> Instructions to follow
Restate the whole listing word for word. Pictures are left out.

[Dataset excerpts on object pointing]
- - - - -

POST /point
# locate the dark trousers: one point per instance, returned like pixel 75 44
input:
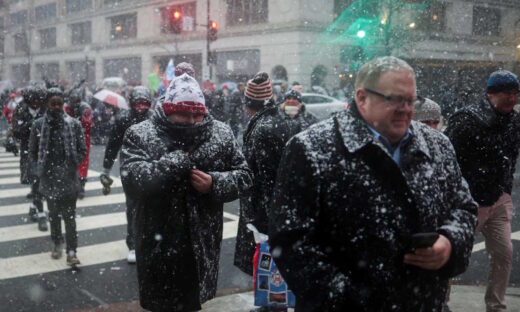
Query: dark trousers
pixel 130 221
pixel 63 207
pixel 37 196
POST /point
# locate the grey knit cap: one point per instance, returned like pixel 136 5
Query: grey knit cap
pixel 428 110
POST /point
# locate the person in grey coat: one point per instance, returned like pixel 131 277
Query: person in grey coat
pixel 180 166
pixel 353 190
pixel 32 108
pixel 56 148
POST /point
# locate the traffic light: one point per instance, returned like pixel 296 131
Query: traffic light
pixel 212 30
pixel 176 21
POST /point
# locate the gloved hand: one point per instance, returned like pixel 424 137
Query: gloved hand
pixel 106 181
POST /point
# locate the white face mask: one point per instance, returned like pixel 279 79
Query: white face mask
pixel 291 110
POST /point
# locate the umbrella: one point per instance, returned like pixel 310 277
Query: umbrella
pixel 111 98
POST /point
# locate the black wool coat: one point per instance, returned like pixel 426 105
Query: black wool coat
pixel 56 148
pixel 22 123
pixel 179 230
pixel 343 213
pixel 301 121
pixel 487 145
pixel 264 141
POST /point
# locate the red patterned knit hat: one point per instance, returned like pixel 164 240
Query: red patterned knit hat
pixel 259 88
pixel 184 95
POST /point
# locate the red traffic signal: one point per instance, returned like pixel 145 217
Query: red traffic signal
pixel 176 15
pixel 176 21
pixel 212 30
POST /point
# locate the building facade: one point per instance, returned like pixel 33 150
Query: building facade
pixel 451 42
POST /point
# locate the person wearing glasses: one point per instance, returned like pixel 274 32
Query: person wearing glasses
pixel 370 211
pixel 485 137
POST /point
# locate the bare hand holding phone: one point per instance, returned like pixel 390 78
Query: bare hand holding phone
pixel 430 258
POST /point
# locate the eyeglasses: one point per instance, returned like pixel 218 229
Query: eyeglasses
pixel 397 101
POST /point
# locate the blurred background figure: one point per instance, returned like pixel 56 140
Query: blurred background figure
pixel 80 110
pixel 428 112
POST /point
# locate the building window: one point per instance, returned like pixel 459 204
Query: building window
pixel 127 68
pixel 73 6
pixel 45 12
pixel 20 42
pixel 18 18
pixel 188 10
pixel 123 26
pixel 48 38
pixel 48 71
pixel 113 3
pixel 20 74
pixel 433 20
pixel 244 12
pixel 486 21
pixel 77 70
pixel 81 33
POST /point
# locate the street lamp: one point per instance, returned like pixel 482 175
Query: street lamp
pixel 86 50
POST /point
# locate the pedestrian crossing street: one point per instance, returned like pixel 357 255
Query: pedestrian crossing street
pixel 100 221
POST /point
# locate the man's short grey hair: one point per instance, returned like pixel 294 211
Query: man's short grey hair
pixel 369 74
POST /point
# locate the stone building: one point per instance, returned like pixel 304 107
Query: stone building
pixel 451 43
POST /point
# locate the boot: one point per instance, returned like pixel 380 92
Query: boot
pixel 57 251
pixel 72 259
pixel 42 222
pixel 33 213
pixel 81 193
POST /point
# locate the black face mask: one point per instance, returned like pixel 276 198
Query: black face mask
pixel 55 114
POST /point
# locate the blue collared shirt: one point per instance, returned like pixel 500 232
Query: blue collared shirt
pixel 393 149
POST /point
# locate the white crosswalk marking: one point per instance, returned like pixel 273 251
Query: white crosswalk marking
pixel 14 205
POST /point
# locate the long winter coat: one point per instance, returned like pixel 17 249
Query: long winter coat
pixel 487 148
pixel 56 148
pixel 179 230
pixel 124 119
pixel 264 141
pixel 343 213
pixel 301 121
pixel 83 113
pixel 23 120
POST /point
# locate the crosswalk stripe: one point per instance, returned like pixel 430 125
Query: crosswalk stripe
pixel 10 172
pixel 89 201
pixel 26 231
pixel 88 255
pixel 90 186
pixel 10 164
pixel 5 159
pixel 11 180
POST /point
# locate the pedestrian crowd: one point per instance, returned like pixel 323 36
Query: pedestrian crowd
pixel 373 209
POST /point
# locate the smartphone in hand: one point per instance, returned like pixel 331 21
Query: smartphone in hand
pixel 422 240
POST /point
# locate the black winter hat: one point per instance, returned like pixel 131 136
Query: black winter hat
pixel 75 94
pixel 54 92
pixel 502 80
pixel 294 95
pixel 140 93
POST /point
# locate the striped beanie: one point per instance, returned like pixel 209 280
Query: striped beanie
pixel 184 95
pixel 259 88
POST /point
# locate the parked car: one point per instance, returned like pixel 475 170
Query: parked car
pixel 116 84
pixel 322 105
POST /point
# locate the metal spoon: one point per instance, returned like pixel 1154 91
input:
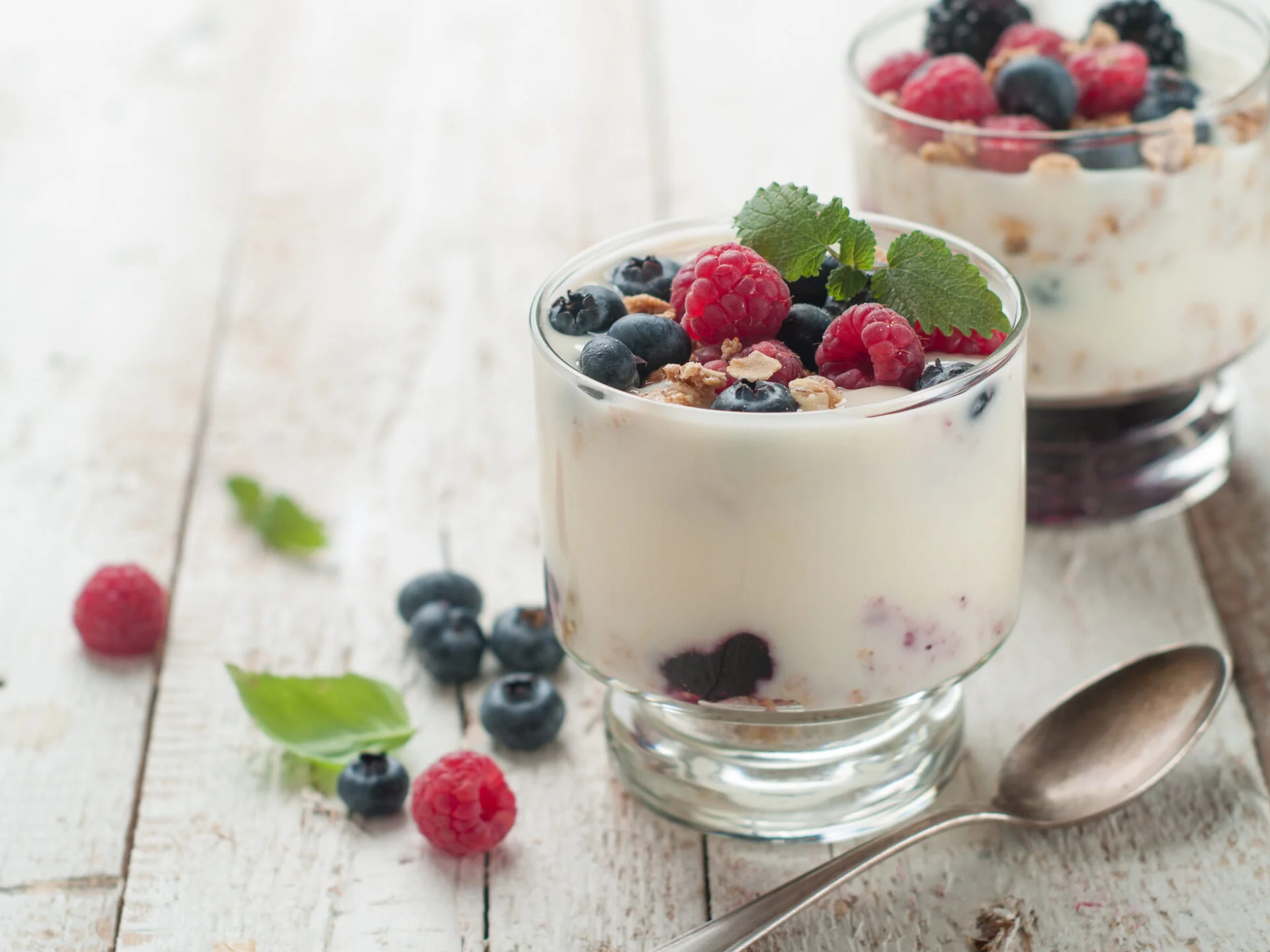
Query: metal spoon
pixel 1107 744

- - - - -

> Correct response
POST /point
# locate the dark trousers: one point per instance, returned like pixel 75 44
input:
Query: dark trousers
pixel 130 221
pixel 63 207
pixel 37 196
POST /point
# locate the grey knit cap: one point per instance, returned like pixel 136 5
Query: grey knit cap
pixel 428 110
POST /point
# locate the person in grey coat: one point per instance, returned like pixel 131 277
Query: person in grey coat
pixel 180 166
pixel 353 190
pixel 32 108
pixel 56 148
POST /point
# locate the traffic light: one point per instance, returned like pixel 296 131
Query: traffic light
pixel 212 30
pixel 176 21
POST /point
# locate the gloved hand: one point per instance, returned like pixel 424 137
Query: gloved hand
pixel 106 181
POST /point
# locate the white face mask: one point per instance, returned like pixel 279 79
Query: white face mask
pixel 291 110
POST /point
# locate the umbrella: one point per instance, returned like pixel 310 277
Query: umbrella
pixel 111 98
POST /point
# locate the black wool coat: one point per instance, returned like pixel 426 105
Query: black wool coat
pixel 56 148
pixel 22 123
pixel 179 230
pixel 343 213
pixel 301 121
pixel 487 145
pixel 264 141
POST /point
# locate the red patterned knit hat: one point per instance, returned like pixel 164 240
Query: red patterned knit hat
pixel 259 88
pixel 184 95
POST /point
# locate the red traffic signal: one point per instance, returned like pixel 145 217
Query: red traffic signal
pixel 176 15
pixel 176 21
pixel 212 30
POST /point
# locate the building facade: one point per instance, returned like pixel 33 150
Query: building facade
pixel 451 42
POST /point
# locate the person wearing glasses: one point per instance, returned like pixel 274 32
Query: person wearing glasses
pixel 370 211
pixel 485 137
POST /point
# locate the bare hand holding phone: one point per instance, returned like pixel 390 78
Query: bare hand holding phone
pixel 430 258
POST /point
# locate the eyeglasses: one point per instance, returned like pixel 218 229
Query: eyeglasses
pixel 397 101
POST /point
# locate the blurred background figure: one point per instance, returned like pixel 56 140
Query: blurred background figure
pixel 80 110
pixel 428 112
POST /point
# locate the building window: one point per instance, returned like pixel 459 204
Query: building window
pixel 127 68
pixel 73 6
pixel 45 12
pixel 20 42
pixel 18 18
pixel 188 10
pixel 123 26
pixel 48 38
pixel 48 71
pixel 113 3
pixel 20 74
pixel 433 20
pixel 244 12
pixel 486 21
pixel 77 70
pixel 81 33
POST /point
# locate the street lamp: one point per instance, returned like pixel 482 175
Query: street lamp
pixel 86 50
POST /point
# locate the pedestrian crossing street: one point per instance, returned like pixel 357 255
Query: pedestrian crossing street
pixel 100 221
POST /point
# locate the man's short grey hair: one point per instance, returned like pixel 294 211
Query: man's short grey hair
pixel 369 74
POST /point
# locate the stone building: one point per instance, returned like pixel 304 107
Query: stone building
pixel 451 43
POST /point
# locate the boot: one point per instance, returned like pixel 380 92
Query: boot
pixel 57 251
pixel 72 259
pixel 42 222
pixel 33 213
pixel 81 193
POST /point
# locate the black face mask: one point per instance, returned like pixel 276 198
Query: black face mask
pixel 55 114
POST /point
# locate the blue collared shirt: one point per instance, returned like pixel 500 232
Query: blue collared shirt
pixel 393 149
POST /point
# locate the white crosswalk marking: one point per instance, returned like pixel 273 251
Query: white crosswalk marking
pixel 14 205
POST /point
# locate the long winter coat: one point per instance, returned like pixel 17 249
Query: long winter coat
pixel 487 148
pixel 56 148
pixel 179 230
pixel 124 119
pixel 264 141
pixel 343 213
pixel 301 121
pixel 83 113
pixel 23 120
POST /point
# locate the crosswalk stripe: one point per instance, returned like pixel 430 125
Query: crosswalk stripe
pixel 10 172
pixel 89 201
pixel 26 231
pixel 88 255
pixel 90 186
pixel 10 164
pixel 5 159
pixel 11 180
POST /point
# locate the pedestrian crowd: one point per instance, returned like pixel 323 36
Query: pedestrian crowd
pixel 373 209
POST /point
# locate the smartphone in hand: one point per instance, returned like pixel 331 21
Query: smartphone in hand
pixel 422 240
POST /point
# locate the black winter hat: one point per instance, returned like pixel 131 136
Query: black winter hat
pixel 75 94
pixel 54 92
pixel 502 80
pixel 294 95
pixel 140 93
POST /point
# locate the striped beanie: one point per instance, returned like pixel 209 280
Query: striped beanie
pixel 184 95
pixel 259 88
POST /point
# locate the parked car: one point per instance, returned like pixel 475 170
Query: parked car
pixel 116 84
pixel 322 105
POST /point
# locate the metal spoon: one point per instance, returned like pixel 1154 91
input:
Query: metal spoon
pixel 1107 744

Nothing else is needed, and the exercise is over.